**GIVEN PROBLEM**
Return only this: the line with "Where can you see the woman's eyebrow?" and all the lines that follow it below, through the final one, exactly as they are.

## Begin RECORDS SHOWN

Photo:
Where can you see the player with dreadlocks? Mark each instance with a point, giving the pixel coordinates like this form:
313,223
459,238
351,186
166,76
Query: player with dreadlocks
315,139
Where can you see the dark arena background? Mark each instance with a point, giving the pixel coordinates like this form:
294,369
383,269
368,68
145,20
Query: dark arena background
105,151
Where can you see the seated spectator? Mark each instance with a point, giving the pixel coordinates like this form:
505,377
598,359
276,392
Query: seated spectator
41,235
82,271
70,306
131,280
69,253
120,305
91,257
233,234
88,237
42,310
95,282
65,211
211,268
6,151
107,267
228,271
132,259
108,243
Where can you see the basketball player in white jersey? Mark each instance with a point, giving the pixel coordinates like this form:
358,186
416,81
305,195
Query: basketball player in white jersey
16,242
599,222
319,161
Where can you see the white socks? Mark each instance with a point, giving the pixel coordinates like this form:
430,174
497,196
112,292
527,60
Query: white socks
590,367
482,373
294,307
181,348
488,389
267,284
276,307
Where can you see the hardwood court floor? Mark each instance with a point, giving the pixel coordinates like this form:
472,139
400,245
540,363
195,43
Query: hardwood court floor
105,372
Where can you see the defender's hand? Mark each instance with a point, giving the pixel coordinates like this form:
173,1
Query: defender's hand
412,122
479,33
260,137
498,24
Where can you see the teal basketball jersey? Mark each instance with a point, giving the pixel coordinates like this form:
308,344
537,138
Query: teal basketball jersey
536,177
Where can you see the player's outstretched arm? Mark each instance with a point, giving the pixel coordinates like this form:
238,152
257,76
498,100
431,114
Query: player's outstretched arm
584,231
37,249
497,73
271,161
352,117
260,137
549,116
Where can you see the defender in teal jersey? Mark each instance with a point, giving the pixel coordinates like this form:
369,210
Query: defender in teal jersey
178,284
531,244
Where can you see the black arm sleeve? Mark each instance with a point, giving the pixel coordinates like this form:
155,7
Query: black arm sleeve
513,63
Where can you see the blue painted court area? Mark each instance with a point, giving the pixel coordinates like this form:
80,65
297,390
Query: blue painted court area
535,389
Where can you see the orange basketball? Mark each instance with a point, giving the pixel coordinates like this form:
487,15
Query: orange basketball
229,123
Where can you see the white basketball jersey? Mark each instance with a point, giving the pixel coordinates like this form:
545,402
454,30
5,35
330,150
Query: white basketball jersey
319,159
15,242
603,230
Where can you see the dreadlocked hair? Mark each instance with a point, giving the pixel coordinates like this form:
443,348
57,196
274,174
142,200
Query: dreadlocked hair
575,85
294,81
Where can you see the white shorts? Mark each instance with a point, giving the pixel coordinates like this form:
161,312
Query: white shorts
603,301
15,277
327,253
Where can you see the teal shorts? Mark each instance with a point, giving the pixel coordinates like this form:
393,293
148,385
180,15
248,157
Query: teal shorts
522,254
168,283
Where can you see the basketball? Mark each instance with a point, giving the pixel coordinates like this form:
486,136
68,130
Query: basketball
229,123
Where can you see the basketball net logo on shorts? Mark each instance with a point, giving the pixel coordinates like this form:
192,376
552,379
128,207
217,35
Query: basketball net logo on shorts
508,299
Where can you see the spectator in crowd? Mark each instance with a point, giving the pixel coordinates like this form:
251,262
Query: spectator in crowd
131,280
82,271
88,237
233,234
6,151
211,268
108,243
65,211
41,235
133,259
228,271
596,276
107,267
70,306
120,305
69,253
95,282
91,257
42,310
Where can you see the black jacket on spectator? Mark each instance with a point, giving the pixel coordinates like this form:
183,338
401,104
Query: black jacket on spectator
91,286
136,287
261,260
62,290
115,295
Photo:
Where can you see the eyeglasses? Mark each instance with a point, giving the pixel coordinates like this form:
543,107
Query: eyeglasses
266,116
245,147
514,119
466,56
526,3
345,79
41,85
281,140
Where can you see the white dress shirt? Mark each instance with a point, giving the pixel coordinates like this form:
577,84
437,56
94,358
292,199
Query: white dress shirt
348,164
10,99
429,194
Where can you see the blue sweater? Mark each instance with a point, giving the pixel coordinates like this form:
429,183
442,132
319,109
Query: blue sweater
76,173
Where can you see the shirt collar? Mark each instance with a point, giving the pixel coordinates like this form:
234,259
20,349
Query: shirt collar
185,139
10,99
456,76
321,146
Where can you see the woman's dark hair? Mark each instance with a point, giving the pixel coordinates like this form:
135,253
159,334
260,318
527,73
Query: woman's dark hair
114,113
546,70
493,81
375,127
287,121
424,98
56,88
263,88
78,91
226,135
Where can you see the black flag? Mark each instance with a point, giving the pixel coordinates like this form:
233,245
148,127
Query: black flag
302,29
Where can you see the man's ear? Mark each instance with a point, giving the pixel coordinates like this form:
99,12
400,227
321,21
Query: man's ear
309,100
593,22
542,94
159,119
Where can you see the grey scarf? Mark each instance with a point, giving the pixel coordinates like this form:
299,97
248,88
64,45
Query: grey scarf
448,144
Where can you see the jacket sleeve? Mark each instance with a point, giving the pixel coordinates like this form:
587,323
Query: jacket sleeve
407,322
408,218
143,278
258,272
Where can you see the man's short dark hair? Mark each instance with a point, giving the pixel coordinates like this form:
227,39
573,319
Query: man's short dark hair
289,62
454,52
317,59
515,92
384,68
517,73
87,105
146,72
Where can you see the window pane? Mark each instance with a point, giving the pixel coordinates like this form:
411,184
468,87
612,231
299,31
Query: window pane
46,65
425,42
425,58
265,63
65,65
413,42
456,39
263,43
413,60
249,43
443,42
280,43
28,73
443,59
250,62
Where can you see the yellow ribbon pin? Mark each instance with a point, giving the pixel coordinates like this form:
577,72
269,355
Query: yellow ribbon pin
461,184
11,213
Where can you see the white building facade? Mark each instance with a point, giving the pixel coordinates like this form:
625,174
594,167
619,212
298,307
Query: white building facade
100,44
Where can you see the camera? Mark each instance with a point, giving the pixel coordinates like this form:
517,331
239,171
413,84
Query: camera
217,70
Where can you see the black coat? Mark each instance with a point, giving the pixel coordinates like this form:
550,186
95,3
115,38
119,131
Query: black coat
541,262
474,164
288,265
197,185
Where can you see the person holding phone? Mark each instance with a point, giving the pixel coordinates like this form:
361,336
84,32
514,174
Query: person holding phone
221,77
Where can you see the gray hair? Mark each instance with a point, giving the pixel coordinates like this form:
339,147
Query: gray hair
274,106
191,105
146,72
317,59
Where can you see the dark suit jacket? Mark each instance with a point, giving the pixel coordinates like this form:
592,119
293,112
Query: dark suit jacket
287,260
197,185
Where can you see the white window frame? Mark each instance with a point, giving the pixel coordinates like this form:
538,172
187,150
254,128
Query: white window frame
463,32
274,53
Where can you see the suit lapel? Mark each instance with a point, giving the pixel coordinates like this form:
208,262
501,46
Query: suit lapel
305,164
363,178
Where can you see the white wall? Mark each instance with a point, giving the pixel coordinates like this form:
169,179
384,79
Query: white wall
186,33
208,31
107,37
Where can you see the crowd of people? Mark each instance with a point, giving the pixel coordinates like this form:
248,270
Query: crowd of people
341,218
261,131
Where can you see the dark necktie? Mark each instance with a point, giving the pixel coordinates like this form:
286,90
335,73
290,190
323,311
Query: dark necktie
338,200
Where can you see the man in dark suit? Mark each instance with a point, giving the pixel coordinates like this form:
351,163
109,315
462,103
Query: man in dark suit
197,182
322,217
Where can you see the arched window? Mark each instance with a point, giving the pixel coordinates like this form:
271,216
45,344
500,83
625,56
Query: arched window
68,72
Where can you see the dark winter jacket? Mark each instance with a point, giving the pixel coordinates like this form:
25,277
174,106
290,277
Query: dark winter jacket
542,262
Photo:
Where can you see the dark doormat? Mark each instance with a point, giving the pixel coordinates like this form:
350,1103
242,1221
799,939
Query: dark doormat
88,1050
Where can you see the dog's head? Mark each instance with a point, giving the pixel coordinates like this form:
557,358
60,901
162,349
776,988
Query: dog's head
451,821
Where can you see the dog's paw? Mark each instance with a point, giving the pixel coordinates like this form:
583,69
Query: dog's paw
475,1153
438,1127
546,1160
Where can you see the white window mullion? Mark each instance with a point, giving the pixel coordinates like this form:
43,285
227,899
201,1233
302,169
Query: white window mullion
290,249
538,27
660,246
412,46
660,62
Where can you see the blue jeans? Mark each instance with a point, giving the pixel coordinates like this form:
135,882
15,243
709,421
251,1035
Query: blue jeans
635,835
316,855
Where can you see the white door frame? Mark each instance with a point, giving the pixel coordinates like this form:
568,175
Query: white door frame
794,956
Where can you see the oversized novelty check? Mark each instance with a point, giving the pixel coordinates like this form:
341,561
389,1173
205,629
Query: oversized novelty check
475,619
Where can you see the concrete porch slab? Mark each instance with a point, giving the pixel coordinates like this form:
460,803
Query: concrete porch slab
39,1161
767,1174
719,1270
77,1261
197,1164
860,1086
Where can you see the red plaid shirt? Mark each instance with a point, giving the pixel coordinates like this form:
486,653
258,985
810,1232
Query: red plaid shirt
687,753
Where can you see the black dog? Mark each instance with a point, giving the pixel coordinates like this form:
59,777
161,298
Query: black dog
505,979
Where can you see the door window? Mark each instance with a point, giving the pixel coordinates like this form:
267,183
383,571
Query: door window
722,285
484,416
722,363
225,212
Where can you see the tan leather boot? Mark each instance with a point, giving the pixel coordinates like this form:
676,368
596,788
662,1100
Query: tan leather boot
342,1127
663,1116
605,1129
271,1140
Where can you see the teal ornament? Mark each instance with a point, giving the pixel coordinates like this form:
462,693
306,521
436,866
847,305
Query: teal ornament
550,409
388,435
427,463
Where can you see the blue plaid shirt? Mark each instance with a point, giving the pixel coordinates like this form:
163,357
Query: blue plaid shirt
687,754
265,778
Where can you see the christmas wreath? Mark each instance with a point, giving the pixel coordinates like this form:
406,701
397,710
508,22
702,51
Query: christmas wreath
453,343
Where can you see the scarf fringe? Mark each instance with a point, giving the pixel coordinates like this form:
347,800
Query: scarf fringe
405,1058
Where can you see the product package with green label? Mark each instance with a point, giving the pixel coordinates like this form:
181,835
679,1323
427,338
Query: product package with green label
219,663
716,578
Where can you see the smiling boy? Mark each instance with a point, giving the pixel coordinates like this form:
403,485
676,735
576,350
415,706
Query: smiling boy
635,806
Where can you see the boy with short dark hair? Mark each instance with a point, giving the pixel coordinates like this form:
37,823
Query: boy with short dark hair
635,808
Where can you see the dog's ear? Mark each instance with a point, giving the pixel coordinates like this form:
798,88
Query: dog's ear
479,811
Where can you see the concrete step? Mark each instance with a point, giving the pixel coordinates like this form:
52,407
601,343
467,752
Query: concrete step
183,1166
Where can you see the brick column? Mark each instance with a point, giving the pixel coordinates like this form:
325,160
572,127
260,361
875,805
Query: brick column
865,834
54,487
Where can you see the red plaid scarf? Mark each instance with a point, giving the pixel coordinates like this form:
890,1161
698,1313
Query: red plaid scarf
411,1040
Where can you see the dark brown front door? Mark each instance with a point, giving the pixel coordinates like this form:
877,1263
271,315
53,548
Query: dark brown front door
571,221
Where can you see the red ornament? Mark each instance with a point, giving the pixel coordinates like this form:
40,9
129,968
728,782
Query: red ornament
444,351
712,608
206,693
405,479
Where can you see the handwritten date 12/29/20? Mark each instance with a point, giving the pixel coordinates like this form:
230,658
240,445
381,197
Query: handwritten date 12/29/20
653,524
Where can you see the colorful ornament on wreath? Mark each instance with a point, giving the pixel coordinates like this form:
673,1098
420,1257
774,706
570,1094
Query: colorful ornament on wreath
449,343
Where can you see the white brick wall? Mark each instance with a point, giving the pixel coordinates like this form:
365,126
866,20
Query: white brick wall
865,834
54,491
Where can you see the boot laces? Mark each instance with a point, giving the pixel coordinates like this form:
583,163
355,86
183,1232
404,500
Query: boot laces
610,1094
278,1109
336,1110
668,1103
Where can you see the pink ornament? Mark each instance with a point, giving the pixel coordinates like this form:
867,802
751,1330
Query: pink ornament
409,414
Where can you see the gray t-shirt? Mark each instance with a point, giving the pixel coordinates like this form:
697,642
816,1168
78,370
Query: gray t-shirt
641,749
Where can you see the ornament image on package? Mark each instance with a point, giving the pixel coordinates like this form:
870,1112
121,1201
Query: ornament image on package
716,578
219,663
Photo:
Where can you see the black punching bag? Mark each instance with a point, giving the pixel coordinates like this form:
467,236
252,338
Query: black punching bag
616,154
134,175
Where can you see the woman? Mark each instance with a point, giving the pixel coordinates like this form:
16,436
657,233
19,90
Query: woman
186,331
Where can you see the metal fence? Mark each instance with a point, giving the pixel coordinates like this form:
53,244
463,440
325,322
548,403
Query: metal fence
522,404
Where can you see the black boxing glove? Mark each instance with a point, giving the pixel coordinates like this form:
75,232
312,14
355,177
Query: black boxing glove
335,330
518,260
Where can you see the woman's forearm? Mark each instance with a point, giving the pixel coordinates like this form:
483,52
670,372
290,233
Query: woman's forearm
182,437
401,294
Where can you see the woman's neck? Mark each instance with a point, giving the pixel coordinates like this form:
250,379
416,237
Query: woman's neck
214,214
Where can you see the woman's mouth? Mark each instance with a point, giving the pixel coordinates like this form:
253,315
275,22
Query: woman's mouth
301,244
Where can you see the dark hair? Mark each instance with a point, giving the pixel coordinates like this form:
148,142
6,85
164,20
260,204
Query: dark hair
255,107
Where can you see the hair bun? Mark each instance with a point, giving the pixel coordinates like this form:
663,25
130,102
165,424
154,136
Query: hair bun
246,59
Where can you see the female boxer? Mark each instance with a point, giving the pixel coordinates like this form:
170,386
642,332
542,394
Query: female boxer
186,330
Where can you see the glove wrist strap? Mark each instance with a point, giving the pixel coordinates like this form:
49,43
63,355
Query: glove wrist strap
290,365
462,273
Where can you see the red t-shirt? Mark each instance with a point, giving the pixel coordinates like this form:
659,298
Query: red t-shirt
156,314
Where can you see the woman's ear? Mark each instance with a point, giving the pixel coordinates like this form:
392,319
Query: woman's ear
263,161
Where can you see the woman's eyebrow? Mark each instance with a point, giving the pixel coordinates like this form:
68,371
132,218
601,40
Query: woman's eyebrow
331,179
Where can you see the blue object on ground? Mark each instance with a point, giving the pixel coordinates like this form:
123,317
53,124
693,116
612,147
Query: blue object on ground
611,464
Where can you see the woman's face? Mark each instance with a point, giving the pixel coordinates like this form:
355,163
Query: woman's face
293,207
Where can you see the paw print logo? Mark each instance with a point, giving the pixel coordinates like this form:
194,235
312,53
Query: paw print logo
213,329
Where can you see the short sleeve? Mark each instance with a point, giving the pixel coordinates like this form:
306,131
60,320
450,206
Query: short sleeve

## End RECORDS SHOWN

**WRITTEN ANSWER**
Where can you see the woman's eyebrow? Mark each instance with a point, giving the pixel coordinates like this form:
68,371
132,218
601,40
Query: woman's eyebrow
331,179
Where can you see the blue object on ground? Mark each instance with a point, giving the pixel coordinates like this form:
123,317
53,124
693,116
612,147
Query: blue object on ground
611,464
Where can you see the woman's face? Mark each instance with a point, giving the pixel coordinates like this form:
355,163
Query: woman's face
293,207
Where can you see the paw print logo? Mark each instance with a point, giving the pixel coordinates like this form:
194,235
312,53
Query: paw print logo
213,329
Where can you see the short sleeve? Mark each instance with a point, giving the pixel coordinates like this form:
306,131
60,320
450,206
Query: short sleeve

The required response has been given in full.